-- Text follows --

Manikka Bowman

Climate change doesn’t only pose a flooding risk to Greater Boston. It will also bring with it deadly heat. 

Heat is the cause of more deaths every year than tornadoes, hurricanes, flooding or lightning. Following Europe’s recent heatwave, the National Oceanic and Atmospheric Administration  said June 2019 was the hottest June since record keeping began 140 years ago. 

Climate Ready Boston projects that by the year 2070 the temperature may reach 90 degrees Fahrenheit almost every day of the summer in eastern Massachusetts. The buildings and systems that we have created over the past 100 years were not designed to deal with such conditions. Moreover, hotter climates demand more energy use, which can exacerbate the problems of climate change. 

A Problem Worth Study 

In 2014, the Urban Land Institute released a meaningful report called “Living with Water,” which sought to highlight strategies for dealing with the storm surge and projected rising sea levels. A sketch on page 26 showed a person kayaking down a proposed Clarendon Street Canal – a recreational benefit of the plan to let the water blocked by the Charles River dam into the city and create series of canals through the Back Bay. The image went viral and helped prompt a broader conversation about how this region needs to plan for a changing climate future.

-- Text concluded --

### Work instructions
Decide whether each of these statements agrees with the text on heat and climate change in Greater Boston: (a) NOAA said June 2019 was the hottest June in 140 years of record keeping; (b) the Urban Land Institute released "Living with Water" in 2019; (c) the sketch of a person kayaking appears on page 26 of that report. Answer yes or no for each, quoting the words of the text that decide it.

-- Data provided follows --

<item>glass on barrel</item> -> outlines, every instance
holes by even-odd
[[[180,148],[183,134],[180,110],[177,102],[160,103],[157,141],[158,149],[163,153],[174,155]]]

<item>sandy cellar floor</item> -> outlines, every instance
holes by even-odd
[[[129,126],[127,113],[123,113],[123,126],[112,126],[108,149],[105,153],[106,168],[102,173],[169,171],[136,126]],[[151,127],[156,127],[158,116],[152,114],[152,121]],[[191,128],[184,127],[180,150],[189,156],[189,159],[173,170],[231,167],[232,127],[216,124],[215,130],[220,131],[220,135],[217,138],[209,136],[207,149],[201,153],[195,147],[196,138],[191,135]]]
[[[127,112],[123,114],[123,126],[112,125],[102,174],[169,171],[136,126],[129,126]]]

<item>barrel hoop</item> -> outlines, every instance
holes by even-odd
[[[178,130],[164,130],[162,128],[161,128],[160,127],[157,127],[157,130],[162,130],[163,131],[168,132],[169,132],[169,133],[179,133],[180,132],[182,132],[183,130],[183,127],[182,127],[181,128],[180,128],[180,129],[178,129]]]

-- Data provided concluded --

### Your solution
(a) Yes: "June 2019 was the hottest June since record keeping began 140 years ago"
(b) No: "In 2014, the Urban Land Institute released a meaningful report called “Living with Water,”"
(c) Yes: "A sketch on page 26 showed a person kayaking down a proposed Clarendon Street Canal"